> [Written exercise a] Collect every line of the records that contains the string "pile", and treat case as significant.

> [Article]
((
Academic Detours

A quick roadside selfie of your author with the historic plaque at the birthplace of Harold A. Innis in Oxford County, Ontario.

I unlocked another level of academic nerdiness the other day! Excuse the terrible selfie– it was cold and windy and I was rushing so I wouldn’t block traffic on a road with narrow shoulders– but please enjoy this photo of my trip to the Harold A. Innis historical plaque east of Otterville, Ontario.

The truly nerdy bit is not so much that I drove over an hour to see a historical plaque (which I admit, to my non-academic friends, is kinda nerdy), but I drove specifically to see this plaque at the birthplace of famed Canadian economic historian and communication theorist Harold A. Innis (1842-1952).

Harold Innis (no relation to me) was a pretty amazing guy. He was born on a farm east of Otterville a village in Norwich Township, Oxford County that today boasts a historic mill, a historic train station, a river, and a wonderfully atmospheric rural cemetery.
))
> [Written exercise b] Print the stretch of the post about the Harold A. Innis plaque from "I unlocked another" through "A. Innis (1842-1952).", word for word.

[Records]
((
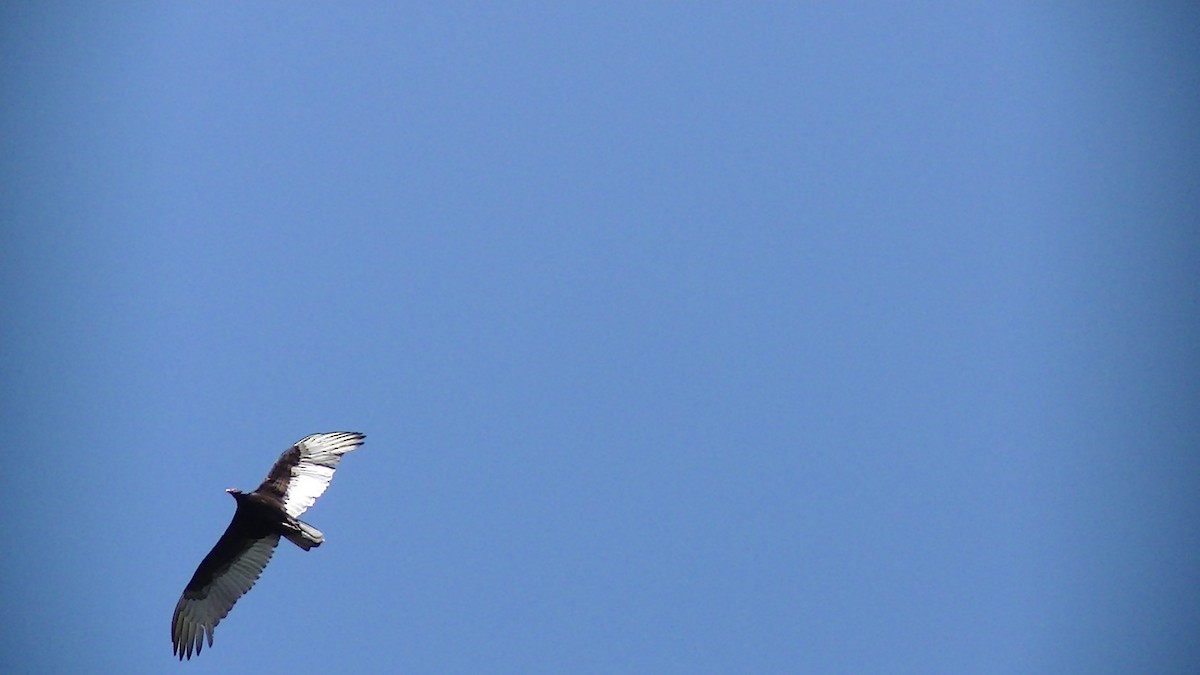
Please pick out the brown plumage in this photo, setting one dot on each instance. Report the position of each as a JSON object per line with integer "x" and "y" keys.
{"x": 235, "y": 562}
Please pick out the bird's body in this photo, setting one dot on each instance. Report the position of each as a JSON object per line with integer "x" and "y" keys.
{"x": 298, "y": 478}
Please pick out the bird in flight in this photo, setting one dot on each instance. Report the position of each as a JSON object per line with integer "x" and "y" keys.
{"x": 298, "y": 478}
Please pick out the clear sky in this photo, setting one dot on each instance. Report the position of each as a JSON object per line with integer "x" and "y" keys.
{"x": 687, "y": 338}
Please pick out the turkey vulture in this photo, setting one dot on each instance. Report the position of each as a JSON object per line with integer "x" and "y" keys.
{"x": 298, "y": 478}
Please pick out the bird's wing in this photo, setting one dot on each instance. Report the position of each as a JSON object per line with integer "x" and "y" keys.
{"x": 225, "y": 574}
{"x": 304, "y": 471}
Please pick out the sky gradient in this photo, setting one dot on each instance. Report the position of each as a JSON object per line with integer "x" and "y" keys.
{"x": 702, "y": 338}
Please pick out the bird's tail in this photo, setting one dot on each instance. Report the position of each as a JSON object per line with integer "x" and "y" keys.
{"x": 305, "y": 536}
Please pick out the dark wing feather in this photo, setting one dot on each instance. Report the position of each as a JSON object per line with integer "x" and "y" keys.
{"x": 225, "y": 574}
{"x": 304, "y": 471}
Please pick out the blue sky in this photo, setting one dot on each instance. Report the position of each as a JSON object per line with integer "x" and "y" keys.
{"x": 687, "y": 338}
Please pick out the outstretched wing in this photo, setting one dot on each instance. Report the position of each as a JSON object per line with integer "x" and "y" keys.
{"x": 304, "y": 471}
{"x": 225, "y": 574}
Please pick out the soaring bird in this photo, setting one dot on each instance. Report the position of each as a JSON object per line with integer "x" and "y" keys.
{"x": 298, "y": 478}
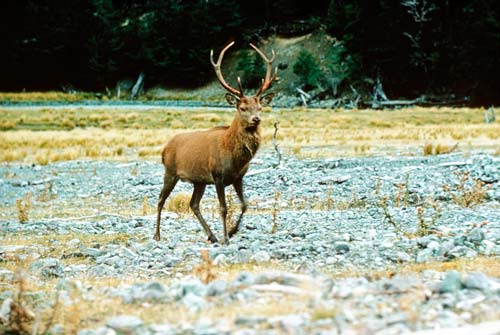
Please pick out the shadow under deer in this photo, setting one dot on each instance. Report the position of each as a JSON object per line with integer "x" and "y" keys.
{"x": 219, "y": 156}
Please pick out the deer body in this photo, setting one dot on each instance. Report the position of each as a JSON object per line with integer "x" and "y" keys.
{"x": 220, "y": 155}
{"x": 199, "y": 157}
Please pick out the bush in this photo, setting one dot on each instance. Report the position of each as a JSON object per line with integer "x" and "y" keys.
{"x": 252, "y": 69}
{"x": 307, "y": 69}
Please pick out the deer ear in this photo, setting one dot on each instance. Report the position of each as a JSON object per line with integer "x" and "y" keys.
{"x": 232, "y": 99}
{"x": 266, "y": 99}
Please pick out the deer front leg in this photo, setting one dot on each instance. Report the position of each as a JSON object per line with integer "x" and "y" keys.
{"x": 219, "y": 186}
{"x": 169, "y": 183}
{"x": 238, "y": 187}
{"x": 199, "y": 190}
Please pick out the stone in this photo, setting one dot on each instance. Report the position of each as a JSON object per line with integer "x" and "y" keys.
{"x": 452, "y": 282}
{"x": 217, "y": 287}
{"x": 341, "y": 248}
{"x": 92, "y": 252}
{"x": 48, "y": 268}
{"x": 73, "y": 243}
{"x": 125, "y": 324}
{"x": 425, "y": 256}
{"x": 220, "y": 260}
{"x": 398, "y": 256}
{"x": 461, "y": 251}
{"x": 244, "y": 278}
{"x": 476, "y": 235}
{"x": 477, "y": 280}
{"x": 194, "y": 302}
{"x": 261, "y": 256}
{"x": 98, "y": 331}
{"x": 5, "y": 310}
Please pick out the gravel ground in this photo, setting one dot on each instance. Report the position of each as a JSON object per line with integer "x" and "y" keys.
{"x": 329, "y": 216}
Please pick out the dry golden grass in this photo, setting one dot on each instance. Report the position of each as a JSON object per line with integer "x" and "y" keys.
{"x": 45, "y": 96}
{"x": 50, "y": 135}
{"x": 92, "y": 313}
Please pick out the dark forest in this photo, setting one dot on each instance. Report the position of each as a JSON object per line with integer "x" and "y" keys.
{"x": 417, "y": 47}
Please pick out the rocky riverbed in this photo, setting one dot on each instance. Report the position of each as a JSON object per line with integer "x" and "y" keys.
{"x": 348, "y": 240}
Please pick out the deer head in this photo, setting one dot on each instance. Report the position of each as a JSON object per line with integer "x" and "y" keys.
{"x": 248, "y": 107}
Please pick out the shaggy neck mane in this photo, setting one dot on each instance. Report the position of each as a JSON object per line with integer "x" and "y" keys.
{"x": 243, "y": 142}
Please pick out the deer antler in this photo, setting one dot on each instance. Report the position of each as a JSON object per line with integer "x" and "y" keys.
{"x": 269, "y": 63}
{"x": 218, "y": 72}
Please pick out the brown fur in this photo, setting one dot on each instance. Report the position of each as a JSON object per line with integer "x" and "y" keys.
{"x": 219, "y": 156}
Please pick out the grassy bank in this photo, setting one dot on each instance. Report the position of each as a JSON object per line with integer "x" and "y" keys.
{"x": 48, "y": 135}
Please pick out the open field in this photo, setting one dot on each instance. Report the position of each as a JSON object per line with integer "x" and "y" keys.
{"x": 43, "y": 136}
{"x": 357, "y": 229}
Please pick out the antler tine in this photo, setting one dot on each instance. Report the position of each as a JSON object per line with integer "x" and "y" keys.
{"x": 218, "y": 71}
{"x": 240, "y": 86}
{"x": 269, "y": 63}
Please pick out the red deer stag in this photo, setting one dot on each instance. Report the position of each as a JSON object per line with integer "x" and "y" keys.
{"x": 220, "y": 155}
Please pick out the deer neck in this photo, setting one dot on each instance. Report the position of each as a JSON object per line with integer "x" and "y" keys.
{"x": 243, "y": 142}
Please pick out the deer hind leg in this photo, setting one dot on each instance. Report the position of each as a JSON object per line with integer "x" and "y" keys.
{"x": 169, "y": 183}
{"x": 199, "y": 190}
{"x": 238, "y": 187}
{"x": 219, "y": 187}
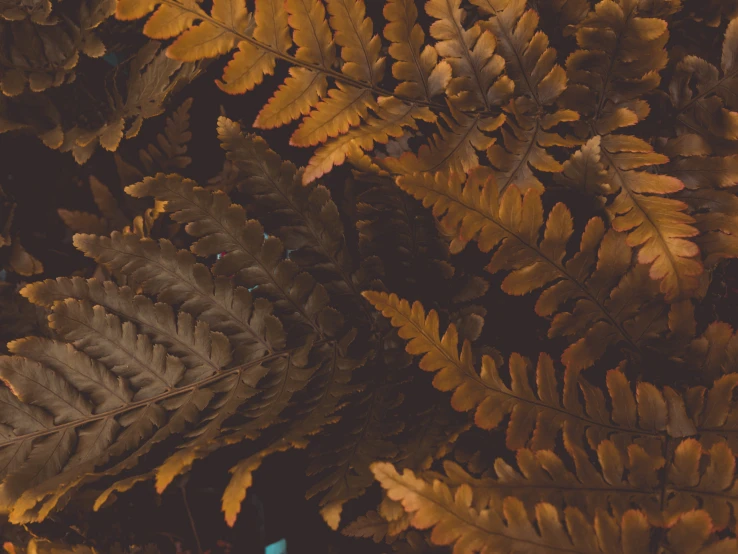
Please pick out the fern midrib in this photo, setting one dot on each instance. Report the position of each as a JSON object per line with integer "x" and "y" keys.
{"x": 471, "y": 523}
{"x": 338, "y": 76}
{"x": 288, "y": 199}
{"x": 613, "y": 60}
{"x": 194, "y": 290}
{"x": 265, "y": 270}
{"x": 513, "y": 46}
{"x": 664, "y": 247}
{"x": 466, "y": 53}
{"x": 100, "y": 383}
{"x": 509, "y": 393}
{"x": 524, "y": 158}
{"x": 562, "y": 269}
{"x": 369, "y": 67}
{"x": 147, "y": 401}
{"x": 709, "y": 90}
{"x": 409, "y": 26}
{"x": 458, "y": 145}
{"x": 309, "y": 139}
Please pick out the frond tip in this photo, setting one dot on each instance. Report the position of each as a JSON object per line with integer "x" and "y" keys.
{"x": 457, "y": 518}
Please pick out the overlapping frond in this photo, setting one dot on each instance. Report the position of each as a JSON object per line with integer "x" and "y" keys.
{"x": 457, "y": 518}
{"x": 621, "y": 51}
{"x": 535, "y": 418}
{"x": 664, "y": 489}
{"x": 221, "y": 226}
{"x": 539, "y": 81}
{"x": 612, "y": 302}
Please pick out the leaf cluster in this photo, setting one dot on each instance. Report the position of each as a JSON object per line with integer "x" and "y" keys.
{"x": 578, "y": 153}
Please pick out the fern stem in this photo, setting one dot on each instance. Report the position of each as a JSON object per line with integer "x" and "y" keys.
{"x": 338, "y": 76}
{"x": 192, "y": 520}
{"x": 148, "y": 401}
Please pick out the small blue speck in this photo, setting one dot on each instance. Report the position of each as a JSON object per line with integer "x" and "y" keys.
{"x": 279, "y": 547}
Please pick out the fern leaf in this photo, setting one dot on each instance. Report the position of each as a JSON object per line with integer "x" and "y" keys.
{"x": 635, "y": 478}
{"x": 344, "y": 108}
{"x": 305, "y": 218}
{"x": 304, "y": 87}
{"x": 359, "y": 48}
{"x": 311, "y": 32}
{"x": 453, "y": 148}
{"x": 606, "y": 86}
{"x": 658, "y": 225}
{"x": 530, "y": 63}
{"x": 212, "y": 37}
{"x": 93, "y": 387}
{"x": 534, "y": 418}
{"x": 417, "y": 68}
{"x": 604, "y": 83}
{"x": 250, "y": 64}
{"x": 455, "y": 519}
{"x": 393, "y": 117}
{"x": 510, "y": 225}
{"x": 294, "y": 98}
{"x": 222, "y": 227}
{"x": 477, "y": 71}
{"x": 255, "y": 331}
{"x": 712, "y": 105}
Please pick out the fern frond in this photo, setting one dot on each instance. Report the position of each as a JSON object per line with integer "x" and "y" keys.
{"x": 359, "y": 48}
{"x": 305, "y": 218}
{"x": 658, "y": 225}
{"x": 222, "y": 227}
{"x": 535, "y": 418}
{"x": 530, "y": 62}
{"x": 663, "y": 489}
{"x": 392, "y": 121}
{"x": 608, "y": 302}
{"x": 250, "y": 64}
{"x": 453, "y": 148}
{"x": 225, "y": 308}
{"x": 457, "y": 517}
{"x": 705, "y": 96}
{"x": 606, "y": 87}
{"x": 416, "y": 65}
{"x": 477, "y": 79}
{"x": 109, "y": 397}
{"x": 304, "y": 87}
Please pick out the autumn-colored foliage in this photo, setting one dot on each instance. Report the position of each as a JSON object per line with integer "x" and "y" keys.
{"x": 463, "y": 155}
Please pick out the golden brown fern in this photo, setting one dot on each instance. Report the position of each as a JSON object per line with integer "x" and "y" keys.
{"x": 469, "y": 72}
{"x": 613, "y": 304}
{"x": 607, "y": 88}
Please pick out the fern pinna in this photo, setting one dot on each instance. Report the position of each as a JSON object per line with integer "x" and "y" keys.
{"x": 479, "y": 128}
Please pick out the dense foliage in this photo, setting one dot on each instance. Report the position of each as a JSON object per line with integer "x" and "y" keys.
{"x": 533, "y": 202}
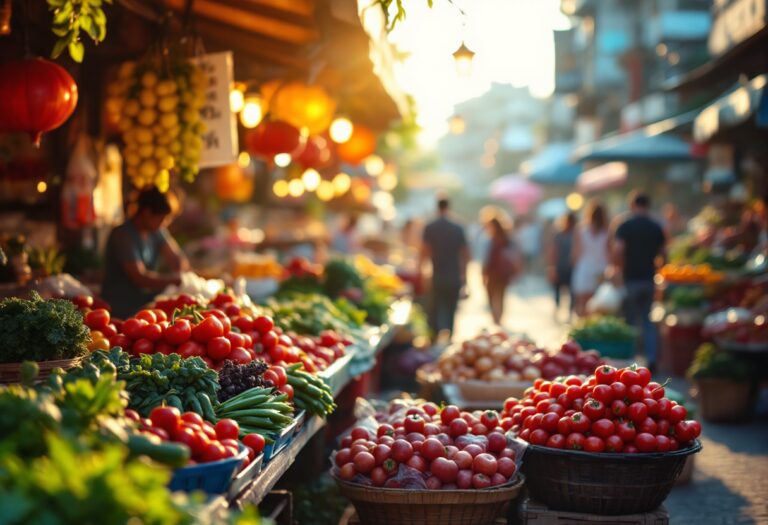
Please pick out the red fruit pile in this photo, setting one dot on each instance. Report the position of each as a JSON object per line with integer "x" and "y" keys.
{"x": 221, "y": 331}
{"x": 206, "y": 442}
{"x": 425, "y": 447}
{"x": 611, "y": 411}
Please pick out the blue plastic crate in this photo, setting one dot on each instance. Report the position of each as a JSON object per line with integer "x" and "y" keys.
{"x": 213, "y": 477}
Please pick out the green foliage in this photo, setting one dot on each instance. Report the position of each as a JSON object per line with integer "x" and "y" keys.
{"x": 709, "y": 362}
{"x": 39, "y": 330}
{"x": 603, "y": 328}
{"x": 70, "y": 18}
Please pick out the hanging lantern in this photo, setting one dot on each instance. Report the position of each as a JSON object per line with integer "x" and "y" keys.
{"x": 360, "y": 145}
{"x": 35, "y": 96}
{"x": 233, "y": 184}
{"x": 303, "y": 106}
{"x": 315, "y": 153}
{"x": 273, "y": 137}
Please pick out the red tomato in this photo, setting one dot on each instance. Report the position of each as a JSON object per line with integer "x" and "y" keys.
{"x": 134, "y": 328}
{"x": 485, "y": 464}
{"x": 147, "y": 315}
{"x": 444, "y": 469}
{"x": 637, "y": 412}
{"x": 580, "y": 423}
{"x": 614, "y": 443}
{"x": 605, "y": 375}
{"x": 167, "y": 418}
{"x": 143, "y": 346}
{"x": 575, "y": 441}
{"x": 594, "y": 444}
{"x": 263, "y": 324}
{"x": 218, "y": 348}
{"x": 402, "y": 450}
{"x": 432, "y": 449}
{"x": 449, "y": 413}
{"x": 97, "y": 319}
{"x": 645, "y": 442}
{"x": 603, "y": 428}
{"x": 348, "y": 471}
{"x": 178, "y": 332}
{"x": 227, "y": 429}
{"x": 594, "y": 409}
{"x": 190, "y": 349}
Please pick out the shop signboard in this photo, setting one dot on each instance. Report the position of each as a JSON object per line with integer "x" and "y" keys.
{"x": 220, "y": 146}
{"x": 734, "y": 22}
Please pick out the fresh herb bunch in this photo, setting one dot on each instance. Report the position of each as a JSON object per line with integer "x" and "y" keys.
{"x": 40, "y": 330}
{"x": 235, "y": 378}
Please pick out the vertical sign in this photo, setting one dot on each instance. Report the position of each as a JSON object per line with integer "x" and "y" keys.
{"x": 220, "y": 145}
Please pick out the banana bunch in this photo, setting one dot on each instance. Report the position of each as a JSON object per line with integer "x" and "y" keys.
{"x": 156, "y": 104}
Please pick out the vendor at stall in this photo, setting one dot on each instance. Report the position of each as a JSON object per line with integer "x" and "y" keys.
{"x": 135, "y": 250}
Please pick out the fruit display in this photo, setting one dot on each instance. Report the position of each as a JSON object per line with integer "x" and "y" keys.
{"x": 40, "y": 330}
{"x": 156, "y": 104}
{"x": 422, "y": 446}
{"x": 502, "y": 357}
{"x": 613, "y": 410}
{"x": 690, "y": 274}
{"x": 602, "y": 328}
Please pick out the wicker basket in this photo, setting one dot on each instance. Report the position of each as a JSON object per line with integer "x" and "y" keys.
{"x": 380, "y": 506}
{"x": 608, "y": 484}
{"x": 11, "y": 372}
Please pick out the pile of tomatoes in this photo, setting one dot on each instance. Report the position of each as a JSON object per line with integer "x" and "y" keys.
{"x": 426, "y": 447}
{"x": 205, "y": 441}
{"x": 614, "y": 410}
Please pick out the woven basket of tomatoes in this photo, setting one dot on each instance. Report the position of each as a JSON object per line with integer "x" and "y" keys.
{"x": 417, "y": 464}
{"x": 608, "y": 444}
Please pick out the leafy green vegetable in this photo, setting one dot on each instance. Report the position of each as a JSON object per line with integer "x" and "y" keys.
{"x": 709, "y": 362}
{"x": 603, "y": 328}
{"x": 40, "y": 330}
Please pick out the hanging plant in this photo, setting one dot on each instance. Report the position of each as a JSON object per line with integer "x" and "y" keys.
{"x": 70, "y": 18}
{"x": 35, "y": 96}
{"x": 156, "y": 104}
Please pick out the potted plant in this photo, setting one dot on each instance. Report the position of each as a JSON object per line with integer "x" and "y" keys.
{"x": 722, "y": 384}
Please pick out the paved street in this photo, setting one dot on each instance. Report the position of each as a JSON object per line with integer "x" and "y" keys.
{"x": 730, "y": 481}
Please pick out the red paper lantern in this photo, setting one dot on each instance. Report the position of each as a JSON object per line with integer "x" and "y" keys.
{"x": 315, "y": 153}
{"x": 35, "y": 96}
{"x": 273, "y": 137}
{"x": 361, "y": 144}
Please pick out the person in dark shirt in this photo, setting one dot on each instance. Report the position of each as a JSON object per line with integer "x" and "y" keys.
{"x": 134, "y": 251}
{"x": 639, "y": 240}
{"x": 445, "y": 245}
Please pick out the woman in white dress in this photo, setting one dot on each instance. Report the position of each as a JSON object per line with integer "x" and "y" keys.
{"x": 590, "y": 254}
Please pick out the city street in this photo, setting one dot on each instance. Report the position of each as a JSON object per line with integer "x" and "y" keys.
{"x": 730, "y": 480}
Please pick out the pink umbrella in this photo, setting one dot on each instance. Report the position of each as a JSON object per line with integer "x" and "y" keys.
{"x": 520, "y": 192}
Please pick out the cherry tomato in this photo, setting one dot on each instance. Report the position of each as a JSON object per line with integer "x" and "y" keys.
{"x": 227, "y": 429}
{"x": 178, "y": 332}
{"x": 218, "y": 348}
{"x": 97, "y": 319}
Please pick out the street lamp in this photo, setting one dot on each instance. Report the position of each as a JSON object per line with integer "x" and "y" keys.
{"x": 463, "y": 57}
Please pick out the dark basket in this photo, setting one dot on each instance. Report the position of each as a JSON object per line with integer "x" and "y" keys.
{"x": 382, "y": 506}
{"x": 609, "y": 484}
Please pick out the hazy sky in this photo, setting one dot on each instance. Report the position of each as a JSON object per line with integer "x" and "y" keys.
{"x": 512, "y": 40}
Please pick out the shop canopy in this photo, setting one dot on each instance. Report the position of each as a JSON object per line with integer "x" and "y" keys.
{"x": 603, "y": 177}
{"x": 737, "y": 106}
{"x": 552, "y": 165}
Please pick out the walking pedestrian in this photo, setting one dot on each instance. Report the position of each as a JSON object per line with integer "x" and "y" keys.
{"x": 590, "y": 254}
{"x": 444, "y": 244}
{"x": 560, "y": 267}
{"x": 639, "y": 240}
{"x": 503, "y": 263}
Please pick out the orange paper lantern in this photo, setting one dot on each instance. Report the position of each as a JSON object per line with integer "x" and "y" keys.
{"x": 361, "y": 144}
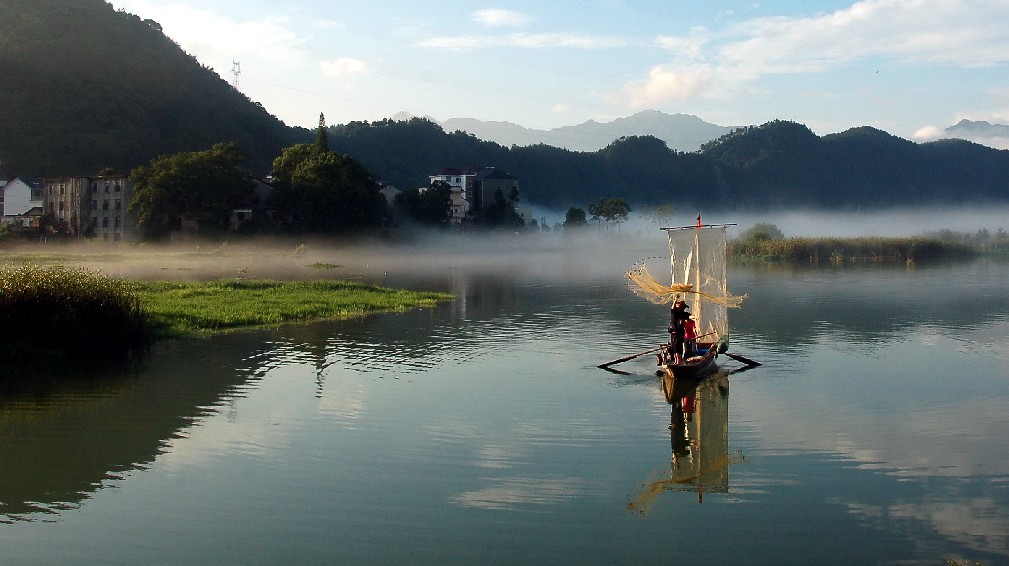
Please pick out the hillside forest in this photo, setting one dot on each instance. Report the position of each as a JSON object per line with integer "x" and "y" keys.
{"x": 99, "y": 89}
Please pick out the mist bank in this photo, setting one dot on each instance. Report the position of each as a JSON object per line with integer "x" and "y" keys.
{"x": 809, "y": 222}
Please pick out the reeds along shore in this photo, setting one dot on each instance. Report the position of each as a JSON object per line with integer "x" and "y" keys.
{"x": 837, "y": 250}
{"x": 53, "y": 311}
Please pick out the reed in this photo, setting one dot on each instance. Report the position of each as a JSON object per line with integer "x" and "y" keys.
{"x": 186, "y": 308}
{"x": 54, "y": 311}
{"x": 839, "y": 250}
{"x": 57, "y": 312}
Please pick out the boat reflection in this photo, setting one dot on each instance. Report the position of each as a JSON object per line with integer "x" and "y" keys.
{"x": 698, "y": 432}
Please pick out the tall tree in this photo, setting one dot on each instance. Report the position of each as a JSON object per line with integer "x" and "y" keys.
{"x": 610, "y": 211}
{"x": 433, "y": 205}
{"x": 322, "y": 137}
{"x": 322, "y": 191}
{"x": 209, "y": 184}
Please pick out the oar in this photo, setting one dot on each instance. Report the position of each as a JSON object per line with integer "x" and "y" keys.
{"x": 743, "y": 359}
{"x": 628, "y": 358}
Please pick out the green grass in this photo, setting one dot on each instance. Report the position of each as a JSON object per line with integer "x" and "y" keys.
{"x": 839, "y": 250}
{"x": 53, "y": 311}
{"x": 179, "y": 309}
{"x": 47, "y": 311}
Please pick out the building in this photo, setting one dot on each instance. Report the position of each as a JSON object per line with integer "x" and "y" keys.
{"x": 91, "y": 207}
{"x": 474, "y": 189}
{"x": 17, "y": 199}
{"x": 462, "y": 184}
{"x": 488, "y": 182}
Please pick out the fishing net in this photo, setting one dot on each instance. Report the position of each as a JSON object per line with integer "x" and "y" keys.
{"x": 697, "y": 269}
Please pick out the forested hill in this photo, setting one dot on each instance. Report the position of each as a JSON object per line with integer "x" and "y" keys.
{"x": 777, "y": 163}
{"x": 85, "y": 87}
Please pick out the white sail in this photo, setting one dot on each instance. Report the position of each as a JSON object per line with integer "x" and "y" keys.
{"x": 697, "y": 261}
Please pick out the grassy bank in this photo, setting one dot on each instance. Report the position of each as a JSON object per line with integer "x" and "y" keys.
{"x": 55, "y": 311}
{"x": 839, "y": 250}
{"x": 180, "y": 309}
{"x": 48, "y": 311}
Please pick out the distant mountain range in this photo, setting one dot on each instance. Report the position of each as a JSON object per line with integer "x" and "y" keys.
{"x": 110, "y": 90}
{"x": 682, "y": 132}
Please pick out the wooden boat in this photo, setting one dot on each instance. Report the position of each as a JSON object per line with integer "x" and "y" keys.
{"x": 697, "y": 269}
{"x": 691, "y": 368}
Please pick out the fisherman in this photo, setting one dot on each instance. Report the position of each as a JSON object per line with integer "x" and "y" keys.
{"x": 689, "y": 337}
{"x": 677, "y": 317}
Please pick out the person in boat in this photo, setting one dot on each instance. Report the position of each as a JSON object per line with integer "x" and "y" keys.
{"x": 689, "y": 337}
{"x": 677, "y": 316}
))
> [Output a]
Please pick out the red fruit pile in this photo, setting one dot on each instance. Report the position of each as a JSON object per line with integer "x" and "y" keys.
Please pick out the pile of tomatoes in this photo, setting one dot on each instance. Report the position of each as a JSON object per line with integer "x" and "y" keys.

> [Output b]
I unlocked another level of academic nerdiness the other day! Excuse the terrible selfie– it was cold and windy and I was rushing so I wouldn’t block traffic on a road with narrow shoulders– but please enjoy this photo of my trip to the Harold A. Innis historical plaque east of Otterville, Ontario.

The truly nerdy bit is not so much that I drove over an hour to see a historical plaque (which I admit, to my non-academic friends, is kinda nerdy), but I drove specifically to see this plaque at the birthplace of famed Canadian economic historian and communication theorist Harold A. Innis (1842-1952).